## PASSAGE SHOWN
Posted: Wednesday, July 30, 2008 10:35 AM

by Paul Post

The New York Racing Association will not install synthetic surfaces for two or three years and would start at Aqueduct if such material is used at all, NYRA President Charles Hayward said on Tuesday.

Hayward was one of 16 presenters, which included racetrack executives, jockeys, trainers, veterinarians, and researchers, who testified before the New York Task Force on Retired Racehorses in Saratoga Springs.

The panel has a two-fold goal of studying synthetic racetrack issues and investigating various uses for retired racehorses. It plans to report back to state lawmakers next year.

“Were we to decide that it’s the right thing to do, we’d probably start at the tracks where the weather is most volatile and that would probably be Aqueduct,” Hayward said. “At Aqueduct, we don’t have a training track. We race and train on one surface. It would be the main dirt track.”

That is a reversal from a year ago, when NYRA officials were said to be contemplating the installation of a synthetic surface for Belmont Park’s training track.

Aqueduct, however, runs during the winter and early spring compared to Belmont’s spring/summer and autumn meets. Installing a synthetic surface there hopefully would result in fewer cancellations, larger fields, and increased wagering, trends that tracks such as Turfway Park in Northern Kentucky and Woodbine near Toronto have experienced since Polytrack was installed at each.

The overriding theme of Tuesday’s session was that New York should not rush into anything. In California, where synthetic surfaces are mandated, there have been numerous maintenance problems and allegations of increased soft-tissue injuries to ligaments and tendons.

Image annotation data

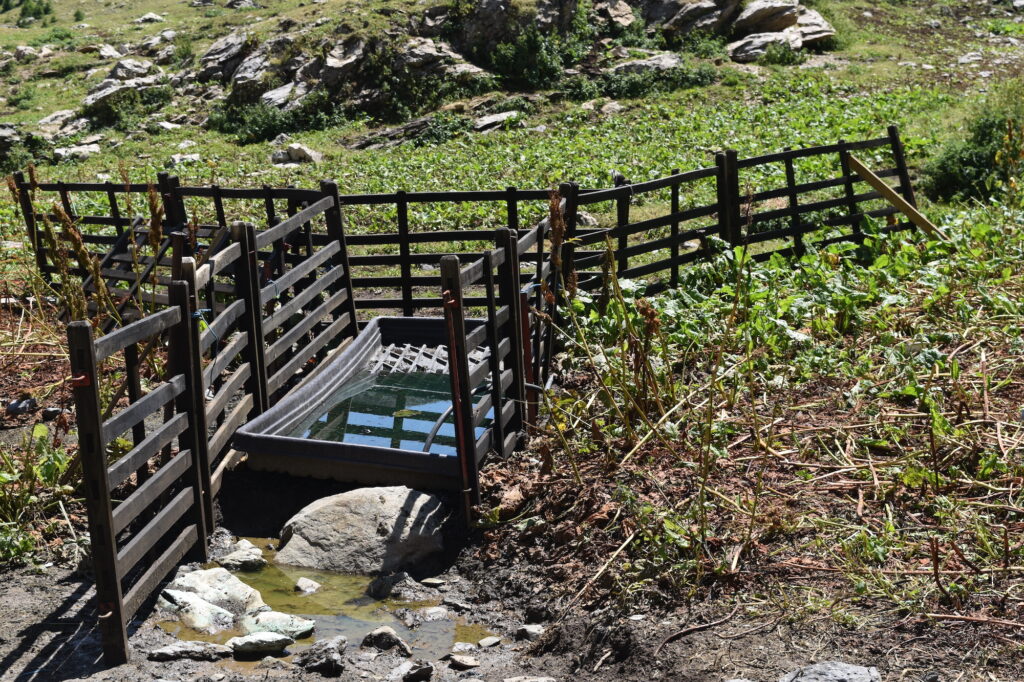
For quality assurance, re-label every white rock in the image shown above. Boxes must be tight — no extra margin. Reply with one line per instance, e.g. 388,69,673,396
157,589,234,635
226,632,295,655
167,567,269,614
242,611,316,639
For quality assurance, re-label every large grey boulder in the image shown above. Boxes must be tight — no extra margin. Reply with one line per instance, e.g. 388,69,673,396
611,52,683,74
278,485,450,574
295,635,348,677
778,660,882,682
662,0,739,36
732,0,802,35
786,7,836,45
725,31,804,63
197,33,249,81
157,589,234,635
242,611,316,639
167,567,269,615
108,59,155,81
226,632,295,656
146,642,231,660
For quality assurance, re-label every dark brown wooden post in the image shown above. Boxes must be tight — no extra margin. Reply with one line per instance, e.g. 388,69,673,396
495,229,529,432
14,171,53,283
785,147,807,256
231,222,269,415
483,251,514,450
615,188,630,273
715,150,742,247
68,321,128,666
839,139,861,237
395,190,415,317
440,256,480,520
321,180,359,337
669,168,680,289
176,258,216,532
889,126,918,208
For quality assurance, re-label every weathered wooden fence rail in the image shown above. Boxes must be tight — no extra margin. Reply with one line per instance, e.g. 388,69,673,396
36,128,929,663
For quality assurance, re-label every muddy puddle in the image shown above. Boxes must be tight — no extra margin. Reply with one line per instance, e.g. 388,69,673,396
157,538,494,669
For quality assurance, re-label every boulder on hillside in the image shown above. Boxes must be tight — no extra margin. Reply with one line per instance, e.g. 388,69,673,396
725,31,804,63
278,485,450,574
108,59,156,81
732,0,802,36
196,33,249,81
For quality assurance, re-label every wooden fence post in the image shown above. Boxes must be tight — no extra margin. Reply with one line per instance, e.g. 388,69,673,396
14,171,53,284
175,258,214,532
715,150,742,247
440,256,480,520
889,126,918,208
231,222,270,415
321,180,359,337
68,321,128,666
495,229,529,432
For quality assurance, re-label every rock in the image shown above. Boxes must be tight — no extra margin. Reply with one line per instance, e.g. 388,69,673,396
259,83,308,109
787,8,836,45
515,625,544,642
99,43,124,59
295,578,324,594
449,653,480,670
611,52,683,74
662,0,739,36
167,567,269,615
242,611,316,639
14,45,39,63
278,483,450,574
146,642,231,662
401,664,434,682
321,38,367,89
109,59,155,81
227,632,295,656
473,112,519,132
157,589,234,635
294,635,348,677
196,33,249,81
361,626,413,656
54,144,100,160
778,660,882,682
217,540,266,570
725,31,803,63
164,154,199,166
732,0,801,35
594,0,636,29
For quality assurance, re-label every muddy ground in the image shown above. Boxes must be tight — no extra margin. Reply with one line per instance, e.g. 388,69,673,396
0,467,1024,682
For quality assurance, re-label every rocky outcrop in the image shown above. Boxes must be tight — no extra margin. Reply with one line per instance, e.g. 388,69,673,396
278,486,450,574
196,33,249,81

--

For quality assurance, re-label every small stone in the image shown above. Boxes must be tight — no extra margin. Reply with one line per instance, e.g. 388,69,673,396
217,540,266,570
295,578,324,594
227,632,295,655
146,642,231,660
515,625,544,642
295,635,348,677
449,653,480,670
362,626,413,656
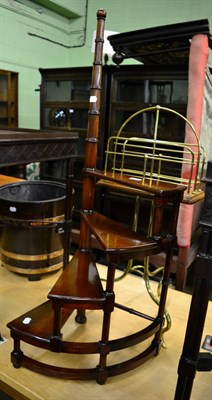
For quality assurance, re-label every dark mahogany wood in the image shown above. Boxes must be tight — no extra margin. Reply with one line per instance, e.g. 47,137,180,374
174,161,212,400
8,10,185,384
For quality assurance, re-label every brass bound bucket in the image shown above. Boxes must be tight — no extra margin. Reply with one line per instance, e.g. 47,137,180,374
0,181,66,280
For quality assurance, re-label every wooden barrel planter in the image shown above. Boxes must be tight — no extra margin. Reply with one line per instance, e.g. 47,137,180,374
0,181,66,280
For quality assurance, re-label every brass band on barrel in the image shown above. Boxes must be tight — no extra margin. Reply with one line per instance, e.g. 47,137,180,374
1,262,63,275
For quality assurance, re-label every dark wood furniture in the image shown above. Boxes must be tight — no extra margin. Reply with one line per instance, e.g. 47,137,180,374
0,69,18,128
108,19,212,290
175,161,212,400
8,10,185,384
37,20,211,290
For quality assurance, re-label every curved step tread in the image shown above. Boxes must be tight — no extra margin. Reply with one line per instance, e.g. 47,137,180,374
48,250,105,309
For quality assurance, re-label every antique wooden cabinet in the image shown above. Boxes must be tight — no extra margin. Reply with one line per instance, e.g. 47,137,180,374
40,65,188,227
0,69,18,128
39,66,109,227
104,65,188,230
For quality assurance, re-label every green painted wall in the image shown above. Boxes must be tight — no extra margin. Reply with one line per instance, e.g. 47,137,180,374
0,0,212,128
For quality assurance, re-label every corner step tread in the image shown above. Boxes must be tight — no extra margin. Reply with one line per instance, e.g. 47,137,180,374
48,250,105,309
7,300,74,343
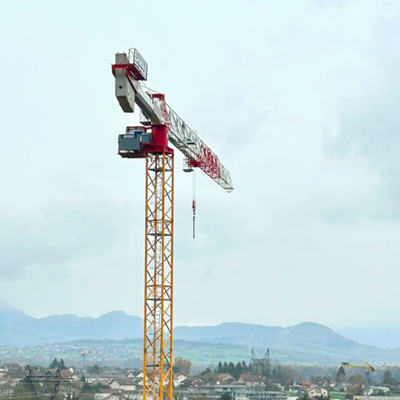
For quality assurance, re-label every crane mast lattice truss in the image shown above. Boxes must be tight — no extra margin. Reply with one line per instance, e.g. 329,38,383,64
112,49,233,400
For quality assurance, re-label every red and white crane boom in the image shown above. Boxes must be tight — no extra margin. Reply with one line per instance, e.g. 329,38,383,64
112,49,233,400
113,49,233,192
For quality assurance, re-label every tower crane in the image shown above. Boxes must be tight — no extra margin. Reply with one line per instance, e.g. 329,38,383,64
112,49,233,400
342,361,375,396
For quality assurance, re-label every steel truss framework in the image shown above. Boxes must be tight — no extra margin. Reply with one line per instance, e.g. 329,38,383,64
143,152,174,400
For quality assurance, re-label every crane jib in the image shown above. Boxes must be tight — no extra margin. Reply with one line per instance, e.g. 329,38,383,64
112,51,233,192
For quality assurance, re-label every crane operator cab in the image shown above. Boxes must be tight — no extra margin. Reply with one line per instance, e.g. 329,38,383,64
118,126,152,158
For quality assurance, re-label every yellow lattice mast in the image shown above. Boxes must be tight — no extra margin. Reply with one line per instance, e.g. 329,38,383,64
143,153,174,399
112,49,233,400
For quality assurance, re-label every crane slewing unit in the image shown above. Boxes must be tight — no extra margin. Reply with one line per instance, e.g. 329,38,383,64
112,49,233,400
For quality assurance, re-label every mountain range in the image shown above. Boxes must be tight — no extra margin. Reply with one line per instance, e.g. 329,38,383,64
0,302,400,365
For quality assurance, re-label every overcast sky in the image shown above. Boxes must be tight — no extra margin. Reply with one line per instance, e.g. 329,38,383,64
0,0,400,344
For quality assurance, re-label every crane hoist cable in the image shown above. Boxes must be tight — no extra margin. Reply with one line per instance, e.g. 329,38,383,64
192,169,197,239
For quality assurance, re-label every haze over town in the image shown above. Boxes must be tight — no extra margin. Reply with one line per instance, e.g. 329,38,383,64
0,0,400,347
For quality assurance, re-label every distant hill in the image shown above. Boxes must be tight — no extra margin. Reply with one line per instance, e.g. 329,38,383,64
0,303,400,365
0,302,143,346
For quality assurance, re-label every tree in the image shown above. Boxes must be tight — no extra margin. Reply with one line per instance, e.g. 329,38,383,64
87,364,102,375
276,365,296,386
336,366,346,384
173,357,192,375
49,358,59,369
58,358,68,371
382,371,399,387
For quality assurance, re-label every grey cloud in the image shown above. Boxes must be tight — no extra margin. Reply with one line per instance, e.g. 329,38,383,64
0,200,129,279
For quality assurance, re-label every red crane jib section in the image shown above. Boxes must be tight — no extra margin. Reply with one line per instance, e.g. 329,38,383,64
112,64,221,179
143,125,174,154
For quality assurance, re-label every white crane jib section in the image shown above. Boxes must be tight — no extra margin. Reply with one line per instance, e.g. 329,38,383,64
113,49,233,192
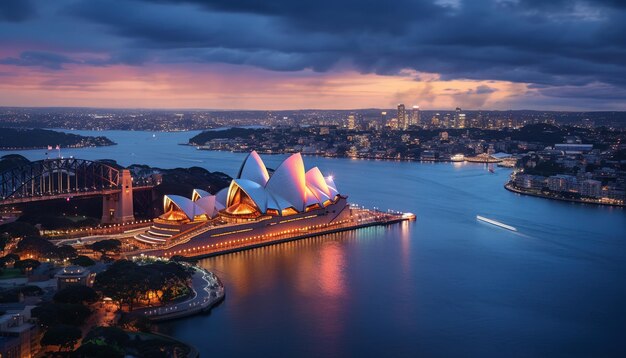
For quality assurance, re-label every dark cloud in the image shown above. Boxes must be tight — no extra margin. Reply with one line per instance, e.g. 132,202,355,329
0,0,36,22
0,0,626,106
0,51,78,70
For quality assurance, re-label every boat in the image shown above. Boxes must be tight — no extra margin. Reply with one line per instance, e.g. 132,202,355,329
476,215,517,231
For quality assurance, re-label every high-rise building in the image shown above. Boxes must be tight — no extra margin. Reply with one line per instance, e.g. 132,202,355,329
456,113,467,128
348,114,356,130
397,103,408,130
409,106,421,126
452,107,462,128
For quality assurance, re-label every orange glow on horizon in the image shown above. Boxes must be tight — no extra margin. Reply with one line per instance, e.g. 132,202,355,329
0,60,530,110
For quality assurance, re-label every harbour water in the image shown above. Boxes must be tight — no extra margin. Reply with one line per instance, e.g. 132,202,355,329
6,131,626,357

## EXERCISE SET
a) According to the article on synthetic racetrack surfaces, how many presenters testified before the New York Task Force on Retired Racehorses?
b) Pick up the article on synthetic racetrack surfaces after its final sentence and continue it in the same style.

## EXPECTED RESULTS
a) Sixteen presenters testified.

b)
Jockey Richard Migliore said that synthetic surfaces perform differently from morning to afternoon depending on weather conditions, which compromises handicapping.

There also are inconclusive results about potential respiratory impacts of artificial material to horses and riders.

“What you heard today is a lot of anecdotal information,” Hayward said. “What’s going to happen first before we make the decision to adopt it is more specific data.

“Turfway Park was driven to do this because they were having over three breakdowns per thousand starters,” Hayward said. “California had over three per thousand. They were mandated to do it. We’re one of the lowest in the country at 1.4 [breakdowns] per thousand. Saratoga was safer last year in 36 days of racing than Del Mar’s 42 days. They had many more breakdowns than we did."

At the moment, NYRA remains in bankruptcy and does not have the finances to install synthetic surfaces, which would cost more than $10-million per track. NYRA desperately needs new gaming revenue from Aqueduct’s proposed video lottery terminal facility to even consider major capital improvements. Governor David Paterson currently is evaluating bids from three separate entities.

“You pick the date when VLTs will get going.” Hayward said. “About 15 or 16 months after that, we’ll have the money to start making these investments.”

Racino construction is expected to take at least a year, meaning a facility could be operational in late 2009 if Paterson makes a decision soon. Using Hayward’s timeline, synthetic material might not be installed until 2011 at the earliest.

Prominent equine veterinarians such as California’s Richard Arthur, D.V.M., told panelists that racing surfaces are one of many contributing factors to catastrophic injuries.

“It’s become easy to blame the racetrack,” he said. “To think we can solve the problem simply by addressing track surfaces is really naïve.”

Poor breeding, improper training and exercise practices also must be considered, Arthur said. However, he does believe that synthetic surfaces eventually will become the industry standard.

“I do think that the marketplace will eventually demand synthetic surfaces once some of the growing pains, some of the ambiguities on how to maintain them and how to construct these racetracks, are solved,” he said. “It’s such a financial benefit to the racing industry to keep horses racing longer that they’ll do it whether it’s mandated or not.”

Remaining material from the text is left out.